* **Written instruction**
Can you write out these entries again with "building window" replaced by "facade window" and everything else left unchanged?
::::::
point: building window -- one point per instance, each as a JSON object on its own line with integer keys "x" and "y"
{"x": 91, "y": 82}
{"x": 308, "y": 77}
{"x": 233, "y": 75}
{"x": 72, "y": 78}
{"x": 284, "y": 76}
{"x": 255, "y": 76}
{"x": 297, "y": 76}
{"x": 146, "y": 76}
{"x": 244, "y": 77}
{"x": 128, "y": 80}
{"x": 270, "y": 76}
::::::
* **Expected answer**
point: facade window -- one point per instance, each as a JSON object on its own line with integer keys "x" and "y"
{"x": 91, "y": 82}
{"x": 308, "y": 77}
{"x": 233, "y": 75}
{"x": 72, "y": 78}
{"x": 284, "y": 76}
{"x": 255, "y": 76}
{"x": 297, "y": 76}
{"x": 146, "y": 76}
{"x": 244, "y": 77}
{"x": 128, "y": 80}
{"x": 270, "y": 76}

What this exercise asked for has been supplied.